:: Text to read ::

The SIVA approach breaks the tree into three parts: see Figure 2. On the left are dollar values from full-year management accounts. On the right hand side are the more subjective factors, including the core intangible trees, that together drive revenue and costs. These can also be weighted and scored, and so quantified as scores rather than dollar values. In the middle is where the fun lies: a transition between an accounting-line dollar value, and scored and weighted intangible factors. Let's take each of the three parts in turn. intesgp2

1. The management account breakdown

The left-hand side of the model is perhaps the easiest to get a grip on. The most direct route is to use the actual figures for revenue and costs in full-year management accounts, line by line, broken down into their components, to the last line of pure tangible numerics. This may not, however, always align with your original conceptual tree, so there may need to be some give and take. If your conceptual tree gives you a clearer management view of what drives value, then that's an argument to realign your management accounts so that they better measure and support value creation for the firm. More likely, though, the thought of reclassifying costs is horrendous, and it's the conceptual tree which is realigned with the management accounts, more's the pity.

2. Weighing and testing the subjective factors

The subjective factors may be set out conceptually in the branches, but how do we turn them into numbers? The business has to decide how much weight to give each factor (its potential share of the outcome), and then how strong each factor really is. Together, those two dimensions will make up how much each factor contributes to the outcome. For each of these dimensions, there are both academic sources and the business's own experience and knowledge to draw on. For example, a reliable study may suggest that the quality of customer service is determined by the quality of the people hired to give it, the quality of the training and leadership they’re given, their motivation to deliver, the quality of the environment they work in and the systems they work with.

:::
:: Data ::

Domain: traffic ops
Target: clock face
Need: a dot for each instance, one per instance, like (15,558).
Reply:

:::

What is required —
Rewrite the passage on the SIVA approach, beginning at the words "The subjective factors may" and stopping after "they work with.", with "academic sources" replaced by "published research".

Finished answer —
The subjective factors may be set out conceptually in the branches, but how do we turn them into numbers? The business has to decide how much weight to give each factor (its potential share of the outcome), and then how strong each factor really is. Together, those two dimensions will make up how much each factor contributes to the outcome. For each of these dimensions, there are both published research and the business's own experience and knowledge to draw on. For example, a reliable study may suggest that the quality of customer service is determined by the quality of the people hired to give it, the quality of the training and leadership they’re given, their motivation to deliver, the quality of the environment they work in and the systems they work with.